* [Stated problem] Copy the records below word for word, omitting the pictures.
==== Items ====
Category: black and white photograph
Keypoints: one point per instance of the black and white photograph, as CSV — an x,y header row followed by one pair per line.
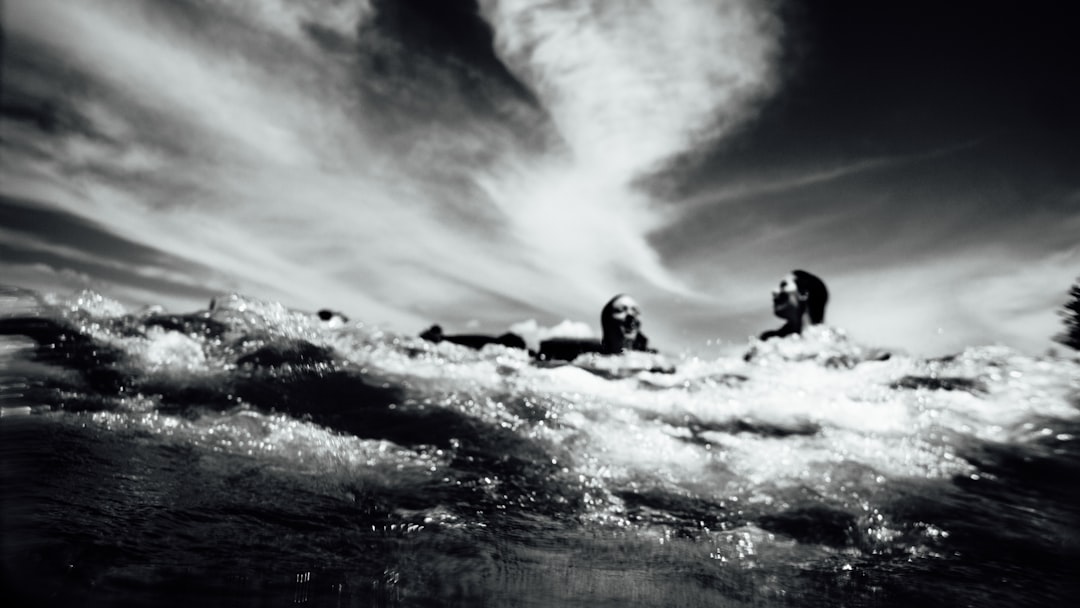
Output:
x,y
539,304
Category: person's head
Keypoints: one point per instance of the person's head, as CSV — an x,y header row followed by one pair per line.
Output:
x,y
621,322
800,294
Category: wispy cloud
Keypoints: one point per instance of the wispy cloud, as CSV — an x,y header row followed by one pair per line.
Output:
x,y
235,137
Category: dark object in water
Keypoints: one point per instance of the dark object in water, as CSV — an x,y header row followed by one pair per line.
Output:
x,y
800,300
326,314
940,383
299,352
434,334
568,349
196,324
621,322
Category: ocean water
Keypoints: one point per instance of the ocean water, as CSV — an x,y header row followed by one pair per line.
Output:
x,y
255,456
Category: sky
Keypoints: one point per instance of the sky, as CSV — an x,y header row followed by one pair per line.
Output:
====
* [Solution]
Category: black and white photograph
Keypoints: one point per instance of the black and white photograph, as CSV — an x,y header row followed by one pair per line.
Output:
x,y
539,304
Category: person's head
Keypoints: one point per instance of the person's head, as CSV — an x,y header row followed by one pair per line.
Output:
x,y
621,322
800,294
Category: wispy cloud
Keypoints: one point per instance of the wispy cloud, as CSV — an x,y header row followed by one pair per line.
Output:
x,y
235,137
Category: dark object in water
Keypoints: one point per instance of the dark object in water, as CSV — an x,y header row followed by one pair per line.
Output:
x,y
800,300
326,314
940,383
299,352
434,334
568,349
196,324
621,322
Category: ocean water
Keypoints: one point per instance of the ocean water, as CSV — an x,y header row followed by one pair per line.
Output:
x,y
255,456
Category: sky
Keypoints: one point per instance of the sky, as CSV — an x,y header row followed by one pair per line.
Output:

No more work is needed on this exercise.